**** INPUT RECORDS ****
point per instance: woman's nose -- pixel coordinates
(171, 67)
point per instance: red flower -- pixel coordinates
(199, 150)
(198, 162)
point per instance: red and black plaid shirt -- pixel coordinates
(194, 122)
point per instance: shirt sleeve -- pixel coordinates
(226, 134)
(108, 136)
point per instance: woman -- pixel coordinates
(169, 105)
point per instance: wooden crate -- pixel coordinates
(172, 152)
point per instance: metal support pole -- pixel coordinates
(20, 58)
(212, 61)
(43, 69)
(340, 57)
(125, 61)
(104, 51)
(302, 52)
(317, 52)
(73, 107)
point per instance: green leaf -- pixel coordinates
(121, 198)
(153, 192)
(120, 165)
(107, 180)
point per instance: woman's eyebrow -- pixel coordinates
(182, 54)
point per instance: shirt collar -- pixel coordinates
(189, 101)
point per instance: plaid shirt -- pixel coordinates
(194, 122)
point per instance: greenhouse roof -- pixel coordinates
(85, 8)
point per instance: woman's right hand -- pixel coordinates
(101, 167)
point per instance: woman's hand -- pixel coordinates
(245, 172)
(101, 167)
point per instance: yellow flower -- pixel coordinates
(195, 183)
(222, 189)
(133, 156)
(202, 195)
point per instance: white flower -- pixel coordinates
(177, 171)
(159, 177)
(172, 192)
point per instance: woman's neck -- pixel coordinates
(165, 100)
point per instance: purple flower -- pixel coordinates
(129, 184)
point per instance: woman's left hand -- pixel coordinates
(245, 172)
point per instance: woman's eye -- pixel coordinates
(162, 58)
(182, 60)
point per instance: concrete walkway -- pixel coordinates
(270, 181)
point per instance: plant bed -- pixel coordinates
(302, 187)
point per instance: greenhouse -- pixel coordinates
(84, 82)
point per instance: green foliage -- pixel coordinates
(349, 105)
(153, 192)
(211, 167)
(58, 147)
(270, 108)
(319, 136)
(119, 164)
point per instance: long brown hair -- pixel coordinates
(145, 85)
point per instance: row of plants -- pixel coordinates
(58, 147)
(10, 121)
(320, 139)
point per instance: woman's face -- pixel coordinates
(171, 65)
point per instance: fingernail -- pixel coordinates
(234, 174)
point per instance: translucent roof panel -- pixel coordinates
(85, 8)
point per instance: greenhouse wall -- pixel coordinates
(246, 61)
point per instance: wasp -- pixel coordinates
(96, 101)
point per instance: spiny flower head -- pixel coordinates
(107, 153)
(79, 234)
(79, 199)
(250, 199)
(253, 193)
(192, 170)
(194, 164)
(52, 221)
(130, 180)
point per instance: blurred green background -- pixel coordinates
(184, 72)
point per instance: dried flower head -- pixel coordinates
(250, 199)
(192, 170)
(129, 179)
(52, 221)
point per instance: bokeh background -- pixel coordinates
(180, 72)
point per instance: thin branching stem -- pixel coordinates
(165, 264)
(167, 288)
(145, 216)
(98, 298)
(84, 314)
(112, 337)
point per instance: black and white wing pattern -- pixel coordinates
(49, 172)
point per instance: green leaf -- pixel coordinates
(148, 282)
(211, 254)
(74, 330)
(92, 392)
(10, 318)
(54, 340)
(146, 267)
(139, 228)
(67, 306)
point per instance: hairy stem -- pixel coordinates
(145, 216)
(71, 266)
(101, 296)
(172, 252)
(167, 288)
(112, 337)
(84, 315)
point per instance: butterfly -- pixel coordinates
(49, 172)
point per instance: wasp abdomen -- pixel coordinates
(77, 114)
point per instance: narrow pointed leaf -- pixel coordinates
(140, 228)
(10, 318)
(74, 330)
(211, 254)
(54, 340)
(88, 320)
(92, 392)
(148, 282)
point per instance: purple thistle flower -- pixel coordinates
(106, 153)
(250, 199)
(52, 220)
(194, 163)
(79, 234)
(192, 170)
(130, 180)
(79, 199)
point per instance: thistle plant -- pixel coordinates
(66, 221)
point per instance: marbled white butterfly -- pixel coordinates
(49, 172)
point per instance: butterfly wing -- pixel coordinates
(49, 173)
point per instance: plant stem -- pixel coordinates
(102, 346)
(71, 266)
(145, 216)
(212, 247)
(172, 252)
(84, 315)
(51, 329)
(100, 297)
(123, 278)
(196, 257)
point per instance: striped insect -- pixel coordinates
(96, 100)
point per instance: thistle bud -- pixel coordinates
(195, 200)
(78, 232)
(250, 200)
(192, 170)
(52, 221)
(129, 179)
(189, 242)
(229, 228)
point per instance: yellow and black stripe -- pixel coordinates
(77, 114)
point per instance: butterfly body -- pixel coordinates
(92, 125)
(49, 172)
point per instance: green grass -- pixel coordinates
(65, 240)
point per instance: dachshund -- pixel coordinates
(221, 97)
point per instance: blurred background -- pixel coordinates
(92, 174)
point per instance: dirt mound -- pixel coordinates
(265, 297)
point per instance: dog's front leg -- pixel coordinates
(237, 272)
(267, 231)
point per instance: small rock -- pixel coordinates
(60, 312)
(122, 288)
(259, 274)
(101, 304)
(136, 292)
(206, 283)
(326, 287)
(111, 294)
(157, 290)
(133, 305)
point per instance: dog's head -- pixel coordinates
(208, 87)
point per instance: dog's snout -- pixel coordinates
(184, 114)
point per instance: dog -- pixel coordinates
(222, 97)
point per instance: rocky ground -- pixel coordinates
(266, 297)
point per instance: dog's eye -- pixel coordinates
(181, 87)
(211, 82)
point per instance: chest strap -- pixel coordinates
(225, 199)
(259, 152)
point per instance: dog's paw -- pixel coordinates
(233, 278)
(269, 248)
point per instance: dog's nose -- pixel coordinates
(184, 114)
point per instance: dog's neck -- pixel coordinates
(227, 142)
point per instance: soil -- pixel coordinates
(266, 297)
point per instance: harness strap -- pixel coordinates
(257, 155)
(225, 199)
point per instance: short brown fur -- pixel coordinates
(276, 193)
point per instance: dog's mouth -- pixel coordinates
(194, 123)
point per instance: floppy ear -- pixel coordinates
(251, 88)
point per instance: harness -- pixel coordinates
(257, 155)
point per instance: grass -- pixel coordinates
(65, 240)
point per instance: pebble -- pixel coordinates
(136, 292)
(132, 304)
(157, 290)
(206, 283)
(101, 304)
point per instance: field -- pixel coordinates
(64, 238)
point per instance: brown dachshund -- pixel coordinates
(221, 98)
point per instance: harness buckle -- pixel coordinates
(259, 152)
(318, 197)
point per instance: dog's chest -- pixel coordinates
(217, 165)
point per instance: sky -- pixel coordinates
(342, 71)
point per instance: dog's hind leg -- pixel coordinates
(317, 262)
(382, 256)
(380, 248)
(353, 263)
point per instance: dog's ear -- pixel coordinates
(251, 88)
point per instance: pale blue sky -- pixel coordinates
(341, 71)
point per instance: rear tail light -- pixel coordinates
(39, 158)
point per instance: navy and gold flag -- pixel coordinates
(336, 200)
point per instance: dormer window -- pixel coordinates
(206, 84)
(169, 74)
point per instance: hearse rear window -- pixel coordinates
****
With nothing left out, copy every record exactly.

point per instance: woman's nose -- pixel coordinates
(171, 67)
point per instance: red flower -- pixel coordinates
(199, 150)
(198, 162)
point per instance: red and black plaid shirt -- pixel coordinates
(194, 122)
point per instance: shirt sleeve -- pixel coordinates
(226, 134)
(108, 136)
point per instance: woman -- pixel coordinates
(169, 105)
point per instance: wooden crate -- pixel coordinates
(172, 152)
point per instance: metal support pole -- pixel coordinates
(20, 58)
(212, 61)
(43, 69)
(340, 57)
(125, 61)
(104, 51)
(302, 52)
(317, 52)
(73, 107)
point per instance: green leaf -- pixel coordinates
(121, 198)
(153, 192)
(120, 165)
(107, 180)
point per instance: woman's eyebrow -- pixel coordinates
(182, 54)
point per instance: shirt collar -- pixel coordinates
(189, 101)
point per instance: plaid shirt -- pixel coordinates
(194, 122)
point per instance: greenhouse roof -- pixel coordinates
(85, 8)
point per instance: woman's right hand -- pixel coordinates
(101, 167)
point per instance: woman's hand -- pixel coordinates
(245, 172)
(101, 167)
point per instance: yellow flower -- pixel coordinates
(195, 183)
(222, 189)
(133, 156)
(202, 195)
point per instance: white flower -- pixel coordinates
(177, 171)
(159, 177)
(172, 192)
point per instance: woman's neck -- pixel coordinates
(165, 100)
point per instance: purple flower -- pixel coordinates
(129, 184)
point per instance: woman's left hand -- pixel coordinates
(245, 172)
point per instance: woman's eye -- pixel coordinates
(162, 58)
(182, 60)
point per instance: concrete walkway -- pixel coordinates
(270, 181)
point per instance: plant bed -- pixel coordinates
(302, 187)
point per instance: greenhouse -- pixel coordinates
(84, 82)
point per instance: green foliage -- pixel coordinates
(349, 105)
(153, 192)
(211, 167)
(58, 147)
(270, 108)
(319, 136)
(119, 164)
point per instance: long brown hair -- pixel coordinates
(145, 85)
point per instance: row of plants -- pixel coordinates
(58, 147)
(10, 121)
(320, 139)
point per instance: woman's face -- pixel coordinates
(171, 65)
point per instance: fingernail -- pixel coordinates
(234, 174)
point per instance: translucent roof panel -- pixel coordinates
(85, 8)
point per instance: greenhouse wall -- pixel coordinates
(246, 61)
point per instance: wasp -- pixel coordinates
(96, 101)
point per instance: spiny flower head -- pixel coordinates
(107, 153)
(79, 234)
(79, 199)
(250, 199)
(253, 193)
(192, 170)
(194, 164)
(52, 221)
(130, 180)
point per instance: blurred green background -- pixel coordinates
(184, 72)
point per instance: dried flower head -- pixel coordinates
(250, 199)
(192, 170)
(129, 179)
(52, 221)
point per instance: bokeh background -- pixel coordinates
(180, 72)
point per instance: thin branching stem -- pixel coordinates
(165, 264)
(167, 288)
(145, 216)
(98, 298)
(84, 314)
(112, 337)
point per instance: black and white wing pattern -- pixel coordinates
(49, 172)
point per instance: green leaf -- pixel coordinates
(148, 282)
(211, 254)
(74, 330)
(92, 392)
(10, 318)
(54, 340)
(146, 267)
(139, 228)
(67, 306)
point per instance: hairy stem -- pixel coordinates
(145, 216)
(71, 266)
(101, 296)
(172, 252)
(167, 288)
(112, 337)
(84, 315)
point per instance: butterfly -- pixel coordinates
(49, 172)
point per instance: wasp abdomen -- pixel coordinates
(77, 114)
point per instance: narrow pointed leaf -- pixel coordinates
(140, 228)
(10, 318)
(74, 330)
(211, 254)
(54, 340)
(88, 320)
(92, 392)
(148, 282)
point per instance: purple thistle flower -- pixel coordinates
(106, 153)
(250, 199)
(52, 220)
(194, 163)
(79, 234)
(192, 170)
(130, 180)
(79, 199)
point per instance: thistle plant -- pixel coordinates
(66, 221)
point per instance: marbled white butterfly -- pixel coordinates
(49, 172)
point per instance: butterfly wing -- pixel coordinates
(49, 173)
point per instance: plant stem -- pixel coordinates
(102, 346)
(71, 266)
(145, 216)
(212, 247)
(172, 252)
(84, 315)
(51, 329)
(100, 297)
(123, 278)
(196, 257)
point per instance: striped insect -- pixel coordinates
(96, 100)
point per instance: thistle bud -- pixel coordinates
(195, 200)
(78, 232)
(250, 200)
(192, 170)
(52, 221)
(129, 179)
(189, 242)
(229, 228)
point per instance: yellow and black stripe -- pixel coordinates
(77, 114)
point per instance: butterfly body -- pixel coordinates
(92, 125)
(49, 172)
point per instance: green grass -- pixel coordinates
(65, 240)
point per instance: dachshund -- pixel coordinates
(221, 97)
point per instance: blurred background -- pixel coordinates
(92, 174)
point per instance: dirt mound -- pixel coordinates
(265, 297)
point per instance: dog's front leg -- pixel coordinates
(237, 272)
(267, 231)
point per instance: small rock -- pixel coordinates
(60, 312)
(122, 288)
(259, 274)
(101, 304)
(136, 292)
(206, 283)
(326, 287)
(111, 294)
(157, 290)
(133, 305)
point per instance: dog's head -- pixel coordinates
(208, 87)
point per instance: dog's snout -- pixel coordinates
(184, 114)
point per instance: dog -- pixel coordinates
(222, 97)
point per instance: rocky ground -- pixel coordinates
(266, 297)
point per instance: dog's eye -- pixel coordinates
(181, 87)
(211, 82)
point per instance: chest strap -- pixel coordinates
(225, 199)
(259, 152)
point per instance: dog's paw -- pixel coordinates
(233, 278)
(269, 248)
point per instance: dog's nose -- pixel coordinates
(184, 114)
point per instance: dog's neck -- pixel coordinates
(227, 142)
point per instance: soil -- pixel coordinates
(266, 297)
point per instance: harness strap -- pixel coordinates
(257, 155)
(225, 199)
point per instance: short brown fur -- pixel coordinates
(276, 193)
point per instance: dog's mouth -- pixel coordinates
(194, 123)
point per instance: floppy ear -- pixel coordinates
(251, 88)
point per instance: harness -- pixel coordinates
(257, 155)
point per instance: grass -- pixel coordinates
(65, 240)
point per instance: pebble -- pixel coordinates
(136, 292)
(132, 304)
(157, 290)
(206, 283)
(101, 304)
point per instance: field -- pixel coordinates
(64, 238)
point per instance: brown dachshund -- pixel coordinates
(221, 98)
point per instance: harness buckle -- pixel coordinates
(259, 152)
(318, 197)
point per instance: dog's chest -- pixel coordinates
(217, 165)
point per instance: sky -- pixel coordinates
(342, 71)
point per instance: dog's hind leg -- pixel coordinates
(317, 262)
(382, 256)
(380, 248)
(353, 263)
point per instance: dog's ear -- pixel coordinates
(251, 88)
point per instance: pale blue sky -- pixel coordinates
(341, 71)
point per instance: rear tail light -- pixel coordinates
(39, 158)
point per instance: navy and gold flag -- pixel coordinates
(336, 200)
point per instance: dormer window -- pixel coordinates
(206, 84)
(169, 74)
point per instance: hearse rear window -- pixel coordinates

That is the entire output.